La voie de p53 est altérée dans la plupart, si ce n’est la totalité, des tumeurs. Dans plus de la moitié des cancers humains, le gène p53 est muté et, dans l’autre moitié, la protéine p53 est souvent inactivée par la surexpression de l’un de ses inhibiteurs spécifiques, MDM2 ou MDM4.
Une meilleure compréhension de la régulation de p53 pourrait conduire au développement de nouvelles stratégies anti-tumorales, applicables à de nombreux patients. Notre groupe développe des modèles murins afin de mieux comprendre la régulation de p53. Une grande partie de ce que nous savons sur cette régulation provient d’analyses biochimiques et d’études basées sur la transfection de plasmides d’expression dans des cellules en culture. Cependant, au cours des dernières années, l’analyse de plusieurs modèles de souris portant des mutations ciblées de p53 ont révélé des différences significatives entre les données in vivo et celles obtenues par les approches antérieures in vitro. Par exemple, nous avons trouvé que la mutation des résidus thréonines et prolines du domaine riche en prolines (DRP) de la p53 murine, supposées essentielles pour la régulation de la protéine, n’affecte pas ses capacités anti-tumorales, ce qui pourrait expliquer la variabilité de séquence du DRP au cours de l’évolution.

Nous avons également créé la souris mutante p53ΔP, qui exprime une p53 dépourvue de son DRP et s’est révélée très informative. L’étude de cette souris a montré que MDM2 et MDM4 ont des rôles distincts et complémentaires dans la régulation de p53 : MDM2 régule principalement la stabilité de p53, alors que MDM4 régule son activité (Fig. 1).
De plus, nous avons montré que MDM4 est une cible prometteuse pour les stratégies anti-tumorales, et que l’utilisation combinée d’antagonistes de MDM2 et de MDM4 peut réactiver p53 dans certains cancers. Nous avons aussi récemment observé que la capacité de p53 à réprimer la transcription est un facteur important pour l’efficacité de stratégies ciblant MDM4 dans certains, mais pas tous les types de tumeurs. Ces études démontrent toute la richesse des informations acquises grâce à l’étude de la régulation de p53 in vivo, ainsi que le potentiel de ces approches pour le développement de thérapies efficaces.

■ **Informations**

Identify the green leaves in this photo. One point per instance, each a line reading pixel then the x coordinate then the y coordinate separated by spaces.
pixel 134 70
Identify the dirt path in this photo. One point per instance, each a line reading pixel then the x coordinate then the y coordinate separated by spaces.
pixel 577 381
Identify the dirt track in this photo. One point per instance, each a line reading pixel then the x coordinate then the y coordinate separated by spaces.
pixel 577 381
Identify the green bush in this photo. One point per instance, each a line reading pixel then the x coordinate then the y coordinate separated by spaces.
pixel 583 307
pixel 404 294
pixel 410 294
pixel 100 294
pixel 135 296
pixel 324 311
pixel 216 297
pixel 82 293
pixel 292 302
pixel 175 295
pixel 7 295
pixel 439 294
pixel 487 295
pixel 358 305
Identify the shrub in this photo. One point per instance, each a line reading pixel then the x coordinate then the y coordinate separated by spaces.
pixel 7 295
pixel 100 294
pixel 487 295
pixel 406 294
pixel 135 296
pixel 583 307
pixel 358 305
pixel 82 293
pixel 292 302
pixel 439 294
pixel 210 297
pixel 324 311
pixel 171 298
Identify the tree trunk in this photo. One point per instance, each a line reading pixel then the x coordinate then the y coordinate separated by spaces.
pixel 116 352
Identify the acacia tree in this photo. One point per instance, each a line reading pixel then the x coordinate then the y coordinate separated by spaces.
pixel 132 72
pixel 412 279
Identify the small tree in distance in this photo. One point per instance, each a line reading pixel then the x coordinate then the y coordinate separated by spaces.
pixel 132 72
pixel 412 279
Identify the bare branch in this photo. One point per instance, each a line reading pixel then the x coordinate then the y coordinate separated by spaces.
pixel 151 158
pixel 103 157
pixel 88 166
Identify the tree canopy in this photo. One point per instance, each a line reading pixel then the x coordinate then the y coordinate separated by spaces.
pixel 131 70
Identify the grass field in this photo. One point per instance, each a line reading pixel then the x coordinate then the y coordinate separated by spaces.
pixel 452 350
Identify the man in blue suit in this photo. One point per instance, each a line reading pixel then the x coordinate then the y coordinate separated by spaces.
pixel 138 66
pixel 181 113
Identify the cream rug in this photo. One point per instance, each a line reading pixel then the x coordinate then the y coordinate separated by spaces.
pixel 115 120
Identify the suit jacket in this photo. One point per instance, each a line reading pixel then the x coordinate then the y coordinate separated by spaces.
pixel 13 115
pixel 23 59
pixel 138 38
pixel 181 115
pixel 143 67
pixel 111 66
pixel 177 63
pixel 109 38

■ **Travail à faire**
Recopiez le passage du texte sur la régulation de p53 qui s'ouvre sur les mots « De plus, nous » et se termine par « de thérapies efficaces. », en renommant « antagonistes » en « inhibiteurs ». Les lignes ne servent pas ici.

■ **Réponse proposée**
De plus, nous avons montré que MDM4 est une cible prometteuse pour les stratégies anti-tumorales, et que l’utilisation combinée d’inhibiteurs de MDM2 et de MDM4 peut réactiver p53 dans certains cancers. Nous avons aussi récemment observé que la capacité de p53 à réprimer la transcription est un facteur important pour l’efficacité de stratégies ciblant MDM4 dans certains, mais pas tous les types de tumeurs. Ces études démontrent toute la richesse des informations acquises grâce à l’étude de la régulation de p53 in vivo, ainsi que le potentiel de ces approches pour le développement de thérapies efficaces.